— CONSIGNE A —
Relevez les sujets que la Clinique Saint Charles discute selon une approche disciplinaire, d'après le texte sur la gestion des risques en clinique.
— CONSIGNE B —
Selon le texte sur la gestion des risques en clinique, quelle est désormais la durée de séjour pour une prothèse totale de la hanche ou du genou ?

— TEXTE ÉTUDIÉ —
*-*-*
La prise en charge anesthésique personnalisée est aussi plébiscitée et le patient retrouve le même anesthésiste avec lequel il a préparé son opération. « C’est un concept simple mais pas si facile à mettre en œuvre », précise M. Hardouin.
L’innovation passe par le management
Comment intégrer ces pratiques, et gérer au mieux les risques per et pré-opératoires ?
« Nos établissements dépendent généralement trop des pratiques individuelles des médecins, et leur niveau de connaissance ou d’intégration de nouvelles pratiques dans leur quotidien est très variable. Cela crée de la confusion et de la complexité pour nos équipes, donc des risques supplémentaires voire des traitements de qualité variable pour les patients. Notre première approche est le travail en équipe pour obtenir des consensus et nous rédigeons des protocoles en intégrant les soins qui donnent les meilleurs résultats ».
Ainsi, à la Clinique Saint Charles, les sujets d’hygiène, de douleur, de nutrition sont discutés selon une approche disciplinaire. Les médecins qui s’occupent de la prise en charge de la hanche, ou du genou, etc… sont réunis autour de la table et les différents aspects de l’hygiène, de nutrition, de douleur, etc. spécifiques sont discutés avec l’aide des experts. « Cela apporte de toute évidence un intérêt croissant pour les médecins et améliore l’efficacité des procédures. Tout le monde y gagne ».
Les durées de séjour sont un point tactique également discuté lors de ces réunions disciplinaires. « Les réticences à diminuer la durée de séjour, passer à l’ambulatoire, sont nombreuses mais elles doivent être exprimées, objectivées, discutées, et faire l’objet d’un traitement réel. Nous déterminons les critères de sortie des patients, et la gestion des risques résiduels. Les médecins de la clinique utilisent un outil nommé ‘Linkeos’ qui permet de suivre à distance le patient et donc de mieux gérer les risques de complication. ». Cette application est incluse dans une mallette remise au patient à sa sortie qui contient des objets connectés pour suivre ses constantes par exemple. Outre une version chirurgie, une version maternité est également remise aux parturientes. « Les patients sont extrêmement satisfaits de cet outil qui les sécurise, car paradoxalement ce suivi est beaucoup plus personnalisé qu’une prise en charge dans une unité de soins traditionnelle. Grâce à toutes ces innovations, nous avons augmenté le niveau de sécurité de soins. La durée de séjour a très fortement diminué : 3 jours pour une prothèse totale de la hanche ou une prothèse totale du genou, tous niveaux de sévérité confondus. Nous avons même une partie de cette activité qui est faite en ambulatoire. Entre 2014 et 2016, nous sommes passés de 60 % à 80 % de prises en charge en ambulatoire, et de 60 à 25 lits d’hospitalisation complète », conclut M. Hardouin.
*-*-*
— Entrées de la collection —
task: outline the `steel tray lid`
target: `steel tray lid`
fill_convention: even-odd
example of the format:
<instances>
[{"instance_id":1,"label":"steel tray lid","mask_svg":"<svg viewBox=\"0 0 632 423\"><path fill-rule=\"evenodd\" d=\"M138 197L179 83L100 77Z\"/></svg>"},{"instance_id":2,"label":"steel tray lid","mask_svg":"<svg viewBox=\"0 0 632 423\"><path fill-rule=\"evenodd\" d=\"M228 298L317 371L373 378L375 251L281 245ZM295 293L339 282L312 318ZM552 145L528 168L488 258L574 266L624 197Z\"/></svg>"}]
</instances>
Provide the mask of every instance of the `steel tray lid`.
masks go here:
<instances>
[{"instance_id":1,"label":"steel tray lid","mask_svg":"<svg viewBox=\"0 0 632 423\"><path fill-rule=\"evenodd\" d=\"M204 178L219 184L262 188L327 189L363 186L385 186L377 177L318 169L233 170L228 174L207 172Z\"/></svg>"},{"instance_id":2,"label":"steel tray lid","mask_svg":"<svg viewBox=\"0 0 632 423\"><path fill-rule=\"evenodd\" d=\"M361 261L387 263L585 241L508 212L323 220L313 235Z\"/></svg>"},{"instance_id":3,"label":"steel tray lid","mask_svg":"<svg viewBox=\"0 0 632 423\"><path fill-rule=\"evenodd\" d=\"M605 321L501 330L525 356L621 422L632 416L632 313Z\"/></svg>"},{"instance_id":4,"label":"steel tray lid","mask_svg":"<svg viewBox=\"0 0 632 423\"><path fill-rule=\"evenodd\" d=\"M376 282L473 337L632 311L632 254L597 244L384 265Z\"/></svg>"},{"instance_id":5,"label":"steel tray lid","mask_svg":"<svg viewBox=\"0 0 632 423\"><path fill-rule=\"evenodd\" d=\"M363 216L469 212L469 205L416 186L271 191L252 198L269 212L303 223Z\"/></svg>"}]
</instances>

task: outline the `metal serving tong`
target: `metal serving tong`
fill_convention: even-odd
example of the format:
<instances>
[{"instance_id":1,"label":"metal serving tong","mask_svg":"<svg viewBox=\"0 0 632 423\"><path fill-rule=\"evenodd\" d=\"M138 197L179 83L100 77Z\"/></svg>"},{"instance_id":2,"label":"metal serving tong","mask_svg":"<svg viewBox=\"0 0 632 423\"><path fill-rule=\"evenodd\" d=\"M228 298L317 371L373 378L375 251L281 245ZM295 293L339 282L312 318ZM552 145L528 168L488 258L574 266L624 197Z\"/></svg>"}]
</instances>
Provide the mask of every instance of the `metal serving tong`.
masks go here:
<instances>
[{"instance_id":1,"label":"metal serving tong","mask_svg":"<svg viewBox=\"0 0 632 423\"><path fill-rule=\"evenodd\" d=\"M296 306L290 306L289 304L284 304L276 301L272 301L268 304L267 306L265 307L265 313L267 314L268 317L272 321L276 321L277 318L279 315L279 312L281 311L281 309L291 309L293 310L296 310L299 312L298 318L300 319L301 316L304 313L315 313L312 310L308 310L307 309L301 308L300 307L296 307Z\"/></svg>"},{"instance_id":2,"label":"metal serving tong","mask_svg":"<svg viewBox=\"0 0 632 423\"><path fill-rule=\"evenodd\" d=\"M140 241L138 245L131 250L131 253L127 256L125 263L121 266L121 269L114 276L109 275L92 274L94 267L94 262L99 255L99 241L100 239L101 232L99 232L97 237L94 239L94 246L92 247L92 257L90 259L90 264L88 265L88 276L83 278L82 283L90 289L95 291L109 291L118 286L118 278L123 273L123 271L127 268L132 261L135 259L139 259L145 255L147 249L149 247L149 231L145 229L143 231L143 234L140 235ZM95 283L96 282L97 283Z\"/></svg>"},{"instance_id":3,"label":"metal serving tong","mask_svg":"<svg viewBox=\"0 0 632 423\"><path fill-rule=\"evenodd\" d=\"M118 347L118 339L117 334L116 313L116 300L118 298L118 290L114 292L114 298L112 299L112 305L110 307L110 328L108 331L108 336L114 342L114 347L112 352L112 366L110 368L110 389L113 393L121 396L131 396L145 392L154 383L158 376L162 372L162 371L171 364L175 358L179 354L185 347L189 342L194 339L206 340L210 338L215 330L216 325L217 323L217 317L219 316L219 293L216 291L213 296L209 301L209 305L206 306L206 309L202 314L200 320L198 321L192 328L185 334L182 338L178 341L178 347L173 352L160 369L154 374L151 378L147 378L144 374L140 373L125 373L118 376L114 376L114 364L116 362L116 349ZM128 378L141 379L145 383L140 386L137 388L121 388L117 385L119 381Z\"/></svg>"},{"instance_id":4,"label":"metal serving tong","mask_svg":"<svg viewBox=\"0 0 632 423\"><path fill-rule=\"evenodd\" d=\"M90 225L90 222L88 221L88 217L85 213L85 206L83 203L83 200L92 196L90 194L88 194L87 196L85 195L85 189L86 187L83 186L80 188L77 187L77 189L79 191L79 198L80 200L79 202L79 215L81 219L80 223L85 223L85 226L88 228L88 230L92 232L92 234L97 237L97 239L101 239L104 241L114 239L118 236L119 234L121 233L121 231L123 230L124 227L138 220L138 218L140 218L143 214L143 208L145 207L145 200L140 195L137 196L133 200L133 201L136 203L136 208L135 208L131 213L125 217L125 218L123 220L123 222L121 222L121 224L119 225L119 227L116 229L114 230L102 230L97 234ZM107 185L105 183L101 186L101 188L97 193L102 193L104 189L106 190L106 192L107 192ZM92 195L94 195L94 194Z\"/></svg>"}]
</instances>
*-*-*
— RÉPONSE ATTENDUE A —
L'hygiène, la douleur et la nutrition.

— RÉPONSE ATTENDUE B —
Elle est de 3 jours, tous niveaux de sévérité confondus.